**Text extract:**
Crushin' It World Tour
- Promotional poster for the tour
- Associated album: Moonshine in the Trunk
- Start date: May 15, 2015
- End date: March 12, 2016
- Legs: 2
- No. of shows: 55
- Box office: $19.4 million

Brad Paisley concert chronology
- Country Nation World Tour (2014–15); Crushin' It World Tour (2015–16); Life Amplified World Tour (2016–17);

= Crushin' It World Tour =

2015–16 concert tour by Brad Paisley

The Crushin' It World Tour was the tenth headlining concert tour by American country music singer Brad Paisley and is in support of his tenth studio album Moonshine in the Trunk (2014). It began on May 15, 2015, in Camden, New Jersey and finished on March 12, 2016, in Bloomington, Illinois. The tour played through amphitheaters and festivals across the United States and Canada.

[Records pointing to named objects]

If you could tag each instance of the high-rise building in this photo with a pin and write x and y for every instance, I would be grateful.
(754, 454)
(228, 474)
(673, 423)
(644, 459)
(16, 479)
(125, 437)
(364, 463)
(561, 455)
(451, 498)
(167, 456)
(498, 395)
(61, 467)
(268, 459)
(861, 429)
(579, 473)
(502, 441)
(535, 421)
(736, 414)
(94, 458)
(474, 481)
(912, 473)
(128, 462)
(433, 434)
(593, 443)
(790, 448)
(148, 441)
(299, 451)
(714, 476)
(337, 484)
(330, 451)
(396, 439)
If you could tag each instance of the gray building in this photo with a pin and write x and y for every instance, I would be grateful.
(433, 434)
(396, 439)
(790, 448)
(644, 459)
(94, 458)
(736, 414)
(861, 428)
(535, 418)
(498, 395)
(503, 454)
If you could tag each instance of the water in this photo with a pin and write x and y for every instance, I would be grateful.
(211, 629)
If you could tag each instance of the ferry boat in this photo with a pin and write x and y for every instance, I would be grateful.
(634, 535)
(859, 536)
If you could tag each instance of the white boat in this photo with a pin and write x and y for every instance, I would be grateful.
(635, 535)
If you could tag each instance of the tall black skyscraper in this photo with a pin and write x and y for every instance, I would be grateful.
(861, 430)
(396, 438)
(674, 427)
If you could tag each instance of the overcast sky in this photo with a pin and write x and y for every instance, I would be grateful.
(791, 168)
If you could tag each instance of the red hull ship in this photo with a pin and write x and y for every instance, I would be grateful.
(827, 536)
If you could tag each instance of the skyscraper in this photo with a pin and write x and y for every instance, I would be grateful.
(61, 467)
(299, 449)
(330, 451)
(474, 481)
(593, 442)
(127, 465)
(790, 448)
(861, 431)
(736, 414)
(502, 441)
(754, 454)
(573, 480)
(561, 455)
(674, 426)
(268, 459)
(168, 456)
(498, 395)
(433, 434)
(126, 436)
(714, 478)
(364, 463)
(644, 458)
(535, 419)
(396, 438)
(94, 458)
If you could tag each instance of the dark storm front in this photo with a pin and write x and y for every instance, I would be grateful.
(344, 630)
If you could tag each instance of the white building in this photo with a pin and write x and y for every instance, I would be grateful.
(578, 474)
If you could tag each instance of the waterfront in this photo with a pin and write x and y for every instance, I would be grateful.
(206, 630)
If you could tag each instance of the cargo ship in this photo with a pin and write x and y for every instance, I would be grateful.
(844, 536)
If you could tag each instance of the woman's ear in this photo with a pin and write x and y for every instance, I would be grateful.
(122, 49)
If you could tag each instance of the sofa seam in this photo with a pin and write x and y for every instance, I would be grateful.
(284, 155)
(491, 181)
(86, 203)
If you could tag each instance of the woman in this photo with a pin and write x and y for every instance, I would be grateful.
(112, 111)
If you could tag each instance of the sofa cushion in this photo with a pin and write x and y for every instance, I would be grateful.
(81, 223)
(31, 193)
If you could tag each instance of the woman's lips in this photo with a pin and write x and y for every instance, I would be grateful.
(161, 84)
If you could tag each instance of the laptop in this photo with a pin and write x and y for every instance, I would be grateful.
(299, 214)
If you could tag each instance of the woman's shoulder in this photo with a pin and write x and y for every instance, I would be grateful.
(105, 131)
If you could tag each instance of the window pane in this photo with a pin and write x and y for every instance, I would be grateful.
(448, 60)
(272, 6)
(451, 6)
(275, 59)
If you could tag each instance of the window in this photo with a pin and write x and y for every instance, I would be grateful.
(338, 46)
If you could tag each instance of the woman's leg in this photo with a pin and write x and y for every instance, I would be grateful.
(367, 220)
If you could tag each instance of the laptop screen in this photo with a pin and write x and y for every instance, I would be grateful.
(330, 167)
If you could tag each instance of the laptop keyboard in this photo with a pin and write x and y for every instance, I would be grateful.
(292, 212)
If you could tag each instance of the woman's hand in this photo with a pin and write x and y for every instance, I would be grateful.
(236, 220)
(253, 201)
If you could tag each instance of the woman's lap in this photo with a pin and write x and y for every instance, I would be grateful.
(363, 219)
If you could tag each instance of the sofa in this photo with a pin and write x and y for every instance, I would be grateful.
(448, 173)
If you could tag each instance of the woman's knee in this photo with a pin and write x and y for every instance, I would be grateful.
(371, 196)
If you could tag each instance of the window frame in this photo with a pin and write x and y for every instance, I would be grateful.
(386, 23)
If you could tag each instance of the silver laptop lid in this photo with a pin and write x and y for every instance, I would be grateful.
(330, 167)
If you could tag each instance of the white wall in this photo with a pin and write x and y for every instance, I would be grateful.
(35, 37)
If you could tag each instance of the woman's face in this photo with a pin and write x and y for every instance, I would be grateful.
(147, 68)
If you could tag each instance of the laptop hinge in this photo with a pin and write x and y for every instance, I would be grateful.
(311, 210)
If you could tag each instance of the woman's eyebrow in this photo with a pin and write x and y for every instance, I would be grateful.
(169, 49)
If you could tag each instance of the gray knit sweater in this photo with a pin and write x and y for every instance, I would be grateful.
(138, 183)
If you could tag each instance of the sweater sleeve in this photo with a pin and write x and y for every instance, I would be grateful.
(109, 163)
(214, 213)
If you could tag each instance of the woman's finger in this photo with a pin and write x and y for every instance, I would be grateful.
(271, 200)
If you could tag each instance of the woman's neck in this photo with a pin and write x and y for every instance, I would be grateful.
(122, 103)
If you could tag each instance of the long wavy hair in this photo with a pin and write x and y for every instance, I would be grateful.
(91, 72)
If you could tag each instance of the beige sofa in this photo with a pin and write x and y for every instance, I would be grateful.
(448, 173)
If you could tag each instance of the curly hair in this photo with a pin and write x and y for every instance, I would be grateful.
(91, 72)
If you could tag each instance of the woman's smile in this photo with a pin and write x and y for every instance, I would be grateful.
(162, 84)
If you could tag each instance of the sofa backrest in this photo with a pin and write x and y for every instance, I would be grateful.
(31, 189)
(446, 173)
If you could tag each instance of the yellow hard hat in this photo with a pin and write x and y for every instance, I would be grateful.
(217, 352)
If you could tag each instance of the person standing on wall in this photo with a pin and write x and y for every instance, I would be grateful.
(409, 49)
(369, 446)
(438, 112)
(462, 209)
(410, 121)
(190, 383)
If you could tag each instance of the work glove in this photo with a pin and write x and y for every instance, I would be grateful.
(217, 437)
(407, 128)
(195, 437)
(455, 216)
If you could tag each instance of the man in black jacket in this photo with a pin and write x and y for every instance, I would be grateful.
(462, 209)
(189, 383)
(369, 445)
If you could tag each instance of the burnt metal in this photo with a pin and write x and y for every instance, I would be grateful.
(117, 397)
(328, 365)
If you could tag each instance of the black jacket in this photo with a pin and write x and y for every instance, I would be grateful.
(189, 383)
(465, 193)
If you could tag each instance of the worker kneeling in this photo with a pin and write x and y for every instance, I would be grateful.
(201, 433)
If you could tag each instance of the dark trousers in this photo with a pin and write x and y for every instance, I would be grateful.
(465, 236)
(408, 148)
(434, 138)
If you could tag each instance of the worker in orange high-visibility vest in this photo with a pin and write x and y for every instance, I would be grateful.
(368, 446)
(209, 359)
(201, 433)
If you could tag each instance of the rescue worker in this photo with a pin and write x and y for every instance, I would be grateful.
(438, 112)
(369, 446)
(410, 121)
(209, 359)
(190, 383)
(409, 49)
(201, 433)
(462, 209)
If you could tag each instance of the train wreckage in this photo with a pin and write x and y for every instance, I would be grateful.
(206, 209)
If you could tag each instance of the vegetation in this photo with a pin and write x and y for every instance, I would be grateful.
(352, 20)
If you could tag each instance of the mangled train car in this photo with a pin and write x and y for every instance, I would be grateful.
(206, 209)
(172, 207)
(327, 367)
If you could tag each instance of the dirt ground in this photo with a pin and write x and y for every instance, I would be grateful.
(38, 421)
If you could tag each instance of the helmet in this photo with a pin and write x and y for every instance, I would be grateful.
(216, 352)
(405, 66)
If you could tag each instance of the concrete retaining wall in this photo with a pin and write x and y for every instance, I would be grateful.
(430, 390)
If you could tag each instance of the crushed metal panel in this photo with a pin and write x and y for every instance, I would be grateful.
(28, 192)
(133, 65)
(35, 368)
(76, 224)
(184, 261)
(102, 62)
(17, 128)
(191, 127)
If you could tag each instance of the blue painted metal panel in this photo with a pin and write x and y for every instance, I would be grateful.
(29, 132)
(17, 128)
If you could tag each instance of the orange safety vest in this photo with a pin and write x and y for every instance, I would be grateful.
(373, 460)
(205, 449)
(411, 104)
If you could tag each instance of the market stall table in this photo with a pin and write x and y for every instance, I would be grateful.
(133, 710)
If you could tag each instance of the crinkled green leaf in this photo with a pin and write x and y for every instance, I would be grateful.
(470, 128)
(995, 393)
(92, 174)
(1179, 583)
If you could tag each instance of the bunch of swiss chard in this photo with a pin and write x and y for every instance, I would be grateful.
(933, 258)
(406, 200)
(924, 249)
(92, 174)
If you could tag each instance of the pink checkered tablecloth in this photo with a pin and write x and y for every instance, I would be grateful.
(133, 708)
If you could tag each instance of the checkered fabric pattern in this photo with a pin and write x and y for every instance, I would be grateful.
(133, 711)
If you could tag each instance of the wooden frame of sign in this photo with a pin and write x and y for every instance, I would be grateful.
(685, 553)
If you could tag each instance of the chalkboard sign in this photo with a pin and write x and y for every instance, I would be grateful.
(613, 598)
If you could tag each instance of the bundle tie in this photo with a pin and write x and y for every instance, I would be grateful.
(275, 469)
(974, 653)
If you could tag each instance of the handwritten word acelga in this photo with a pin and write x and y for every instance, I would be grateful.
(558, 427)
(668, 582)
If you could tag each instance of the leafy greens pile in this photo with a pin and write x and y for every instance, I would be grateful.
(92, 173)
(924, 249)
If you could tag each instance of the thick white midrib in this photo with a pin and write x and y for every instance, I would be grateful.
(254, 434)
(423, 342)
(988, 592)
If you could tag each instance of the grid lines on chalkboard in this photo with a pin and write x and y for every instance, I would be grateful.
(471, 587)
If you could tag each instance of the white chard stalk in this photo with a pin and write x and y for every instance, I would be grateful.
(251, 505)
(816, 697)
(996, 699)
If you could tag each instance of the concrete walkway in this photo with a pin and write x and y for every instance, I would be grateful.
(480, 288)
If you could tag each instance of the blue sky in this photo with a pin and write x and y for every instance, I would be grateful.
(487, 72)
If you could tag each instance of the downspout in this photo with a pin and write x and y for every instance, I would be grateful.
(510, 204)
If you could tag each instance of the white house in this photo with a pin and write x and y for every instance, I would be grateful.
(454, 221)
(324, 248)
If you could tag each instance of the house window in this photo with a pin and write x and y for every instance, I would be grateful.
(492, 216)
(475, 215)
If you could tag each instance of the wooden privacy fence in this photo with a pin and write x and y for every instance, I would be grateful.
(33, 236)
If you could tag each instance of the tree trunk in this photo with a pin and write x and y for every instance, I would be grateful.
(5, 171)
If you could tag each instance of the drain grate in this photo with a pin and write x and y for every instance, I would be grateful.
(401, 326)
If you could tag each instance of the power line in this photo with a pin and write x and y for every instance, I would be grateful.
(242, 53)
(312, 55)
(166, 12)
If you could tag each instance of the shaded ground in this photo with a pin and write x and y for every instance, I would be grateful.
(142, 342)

**Short exercise 1:**
According to the Crushin' It World Tour text, where and on what date did the tour begin?
**Short exercise 2:**
Decide whether each statement agrees with the Crushin' It World Tour text: (a) The tour supported the album Moonshine in the Trunk. (b) The tour was made up of three legs. (c) The tour played venues in Europe.
**Short exercise 3:**
What purpose does the Crushin' It World Tour text give for Brad Paisley's tour?
Rely only on the Crushin' It World Tour text for the answers.

**Right answer 1:**
It began on May 15, 2015, in Camden, New Jersey.

**Right answer 2:**
(a) Yes: "in support of his tenth studio album Moonshine in the Trunk (2014)."
(b) No: "Legs: 2."
(c) No: "The tour played through amphitheaters and festivals across the United States and Canada."

**Right answer 3:**
The tour supported Brad Paisley's tenth studio album, Moonshine in the Trunk, released in 2014.